** To be done **
Format the items from the line with "Where can you find the hillside" through the line with "pixel 149 522", both included, as a two-column CSV with the header row text,answer. Give one row per item, with its text and its answer each in a single quoted field and line breaks replaced by spaces.

** Given data **
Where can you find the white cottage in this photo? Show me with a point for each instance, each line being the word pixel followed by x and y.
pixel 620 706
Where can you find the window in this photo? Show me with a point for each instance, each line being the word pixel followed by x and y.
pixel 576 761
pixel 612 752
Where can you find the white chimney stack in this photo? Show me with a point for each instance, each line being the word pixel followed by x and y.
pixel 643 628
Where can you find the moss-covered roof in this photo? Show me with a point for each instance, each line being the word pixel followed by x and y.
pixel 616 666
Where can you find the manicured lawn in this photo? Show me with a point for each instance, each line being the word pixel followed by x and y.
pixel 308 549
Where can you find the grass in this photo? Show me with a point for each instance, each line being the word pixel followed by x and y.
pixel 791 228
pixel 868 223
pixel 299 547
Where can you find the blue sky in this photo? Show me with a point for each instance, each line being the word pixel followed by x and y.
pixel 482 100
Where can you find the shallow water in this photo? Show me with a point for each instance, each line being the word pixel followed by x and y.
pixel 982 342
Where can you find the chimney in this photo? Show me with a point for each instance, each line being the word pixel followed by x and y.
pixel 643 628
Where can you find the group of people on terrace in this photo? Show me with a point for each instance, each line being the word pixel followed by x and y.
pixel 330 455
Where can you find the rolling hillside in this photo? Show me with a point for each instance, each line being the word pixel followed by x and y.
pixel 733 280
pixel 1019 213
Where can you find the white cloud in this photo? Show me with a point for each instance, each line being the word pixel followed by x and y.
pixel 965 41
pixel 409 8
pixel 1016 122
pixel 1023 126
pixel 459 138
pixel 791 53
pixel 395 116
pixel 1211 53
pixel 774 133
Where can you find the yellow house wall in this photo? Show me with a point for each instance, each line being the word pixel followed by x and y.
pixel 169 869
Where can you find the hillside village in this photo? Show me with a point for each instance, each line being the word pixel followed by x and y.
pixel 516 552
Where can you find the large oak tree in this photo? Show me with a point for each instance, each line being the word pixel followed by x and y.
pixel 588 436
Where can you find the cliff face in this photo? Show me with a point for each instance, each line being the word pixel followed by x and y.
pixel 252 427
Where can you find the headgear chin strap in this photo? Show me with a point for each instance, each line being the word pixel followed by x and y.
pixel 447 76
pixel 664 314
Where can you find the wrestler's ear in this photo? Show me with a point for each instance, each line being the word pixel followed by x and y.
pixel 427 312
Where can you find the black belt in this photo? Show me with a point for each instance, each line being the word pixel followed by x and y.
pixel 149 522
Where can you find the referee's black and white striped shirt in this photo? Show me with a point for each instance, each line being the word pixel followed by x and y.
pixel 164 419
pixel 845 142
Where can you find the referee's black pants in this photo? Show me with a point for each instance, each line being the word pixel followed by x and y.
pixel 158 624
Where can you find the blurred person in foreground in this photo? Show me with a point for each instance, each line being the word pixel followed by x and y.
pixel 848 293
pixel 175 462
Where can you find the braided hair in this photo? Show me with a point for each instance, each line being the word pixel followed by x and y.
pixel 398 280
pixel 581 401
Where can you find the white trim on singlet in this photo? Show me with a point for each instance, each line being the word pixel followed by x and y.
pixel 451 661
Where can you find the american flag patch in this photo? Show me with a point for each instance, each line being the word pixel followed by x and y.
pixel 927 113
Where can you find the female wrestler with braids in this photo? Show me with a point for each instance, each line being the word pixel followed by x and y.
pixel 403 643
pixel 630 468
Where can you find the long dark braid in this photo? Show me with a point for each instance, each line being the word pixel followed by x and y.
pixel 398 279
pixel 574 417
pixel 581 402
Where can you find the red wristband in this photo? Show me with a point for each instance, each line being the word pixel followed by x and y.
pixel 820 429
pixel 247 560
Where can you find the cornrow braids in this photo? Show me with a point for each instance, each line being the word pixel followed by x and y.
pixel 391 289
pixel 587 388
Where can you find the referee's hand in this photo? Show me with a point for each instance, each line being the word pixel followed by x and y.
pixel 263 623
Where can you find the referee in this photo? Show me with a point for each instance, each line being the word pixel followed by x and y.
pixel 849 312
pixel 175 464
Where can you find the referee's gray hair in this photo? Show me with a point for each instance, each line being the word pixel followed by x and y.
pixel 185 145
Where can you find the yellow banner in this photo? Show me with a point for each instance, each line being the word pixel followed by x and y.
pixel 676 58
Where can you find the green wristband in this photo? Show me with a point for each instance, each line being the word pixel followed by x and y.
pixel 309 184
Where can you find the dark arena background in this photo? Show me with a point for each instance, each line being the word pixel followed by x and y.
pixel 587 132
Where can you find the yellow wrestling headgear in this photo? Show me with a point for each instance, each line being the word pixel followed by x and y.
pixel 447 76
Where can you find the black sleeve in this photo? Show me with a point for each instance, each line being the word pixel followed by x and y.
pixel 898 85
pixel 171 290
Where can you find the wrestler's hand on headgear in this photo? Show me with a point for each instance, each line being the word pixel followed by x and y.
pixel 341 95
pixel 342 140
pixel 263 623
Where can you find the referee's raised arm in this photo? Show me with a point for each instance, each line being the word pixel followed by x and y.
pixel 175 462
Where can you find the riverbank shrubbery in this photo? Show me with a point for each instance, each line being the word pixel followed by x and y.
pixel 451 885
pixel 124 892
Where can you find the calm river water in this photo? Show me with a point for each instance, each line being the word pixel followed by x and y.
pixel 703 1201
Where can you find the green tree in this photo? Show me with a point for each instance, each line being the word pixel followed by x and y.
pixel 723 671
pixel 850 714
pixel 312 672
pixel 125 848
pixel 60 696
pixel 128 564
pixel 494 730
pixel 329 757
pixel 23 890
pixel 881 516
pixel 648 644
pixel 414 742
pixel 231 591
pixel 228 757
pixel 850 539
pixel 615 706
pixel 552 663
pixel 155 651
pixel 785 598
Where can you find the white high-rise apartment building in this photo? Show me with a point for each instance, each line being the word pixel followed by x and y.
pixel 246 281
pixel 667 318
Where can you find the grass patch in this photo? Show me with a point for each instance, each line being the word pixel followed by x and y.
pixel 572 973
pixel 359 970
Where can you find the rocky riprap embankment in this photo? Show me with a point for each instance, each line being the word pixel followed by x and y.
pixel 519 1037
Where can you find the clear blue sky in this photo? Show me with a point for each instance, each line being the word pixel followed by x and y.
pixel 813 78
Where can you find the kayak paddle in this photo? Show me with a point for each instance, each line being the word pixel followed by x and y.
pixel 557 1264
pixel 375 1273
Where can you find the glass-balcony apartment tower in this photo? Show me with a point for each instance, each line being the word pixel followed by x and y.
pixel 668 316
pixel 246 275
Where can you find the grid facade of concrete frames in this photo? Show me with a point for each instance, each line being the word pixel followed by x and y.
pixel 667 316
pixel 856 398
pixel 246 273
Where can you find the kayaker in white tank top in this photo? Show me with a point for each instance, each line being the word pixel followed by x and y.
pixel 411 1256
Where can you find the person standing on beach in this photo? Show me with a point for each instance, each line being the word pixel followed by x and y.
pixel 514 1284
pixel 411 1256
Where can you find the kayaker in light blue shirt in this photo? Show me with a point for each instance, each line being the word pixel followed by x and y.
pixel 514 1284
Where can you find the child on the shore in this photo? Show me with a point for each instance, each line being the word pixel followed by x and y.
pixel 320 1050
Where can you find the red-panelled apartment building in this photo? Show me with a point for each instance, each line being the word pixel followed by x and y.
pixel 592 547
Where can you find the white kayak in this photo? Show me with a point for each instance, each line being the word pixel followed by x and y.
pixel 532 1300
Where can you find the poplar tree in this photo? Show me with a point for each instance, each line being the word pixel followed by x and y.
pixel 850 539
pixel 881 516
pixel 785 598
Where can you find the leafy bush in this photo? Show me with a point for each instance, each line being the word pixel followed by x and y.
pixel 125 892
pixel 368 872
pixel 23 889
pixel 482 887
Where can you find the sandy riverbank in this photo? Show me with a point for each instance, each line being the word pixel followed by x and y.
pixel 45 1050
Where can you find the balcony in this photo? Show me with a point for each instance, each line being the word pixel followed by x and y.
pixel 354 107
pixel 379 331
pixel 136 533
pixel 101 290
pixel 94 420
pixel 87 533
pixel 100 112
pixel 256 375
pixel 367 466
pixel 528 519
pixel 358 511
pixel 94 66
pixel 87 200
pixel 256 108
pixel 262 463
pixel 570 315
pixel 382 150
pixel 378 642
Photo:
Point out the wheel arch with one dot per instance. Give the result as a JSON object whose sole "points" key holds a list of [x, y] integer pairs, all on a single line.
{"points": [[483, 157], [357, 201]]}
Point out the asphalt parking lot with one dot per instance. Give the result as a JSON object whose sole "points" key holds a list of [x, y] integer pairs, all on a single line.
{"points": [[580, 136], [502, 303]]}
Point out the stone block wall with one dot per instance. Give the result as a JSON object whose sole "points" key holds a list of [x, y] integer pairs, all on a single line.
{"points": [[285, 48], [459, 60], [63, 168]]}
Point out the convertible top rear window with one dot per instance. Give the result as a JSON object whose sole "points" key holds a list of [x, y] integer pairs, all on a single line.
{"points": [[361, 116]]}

** Complete answer **
text,answer
"Where can you find the hillside village in this photo? Show me with a point for each instance, each line being the word pixel followed by x and y.","pixel 516 552"
"Where can you find the large oak tree in this photo? Show me with a point for each instance, each line being the word pixel followed by x and y.","pixel 588 436"
"Where can you find the cliff face in this photo? Show me with a point for each instance, each line being the word pixel followed by x and y.","pixel 252 427"
"Where can you find the headgear chin strap in this photo? Show me with a point for each instance, each line being the word pixel followed by x and y.","pixel 447 76 pixel 664 314"
"Where can you find the wrestler's ear in this photo? Show me with a point for each instance, each line being the word pixel followed by x and y.","pixel 427 312"
"Where can you find the black belt in this photo? Show me with a point for each instance, each line being the word pixel followed by x and y.","pixel 149 522"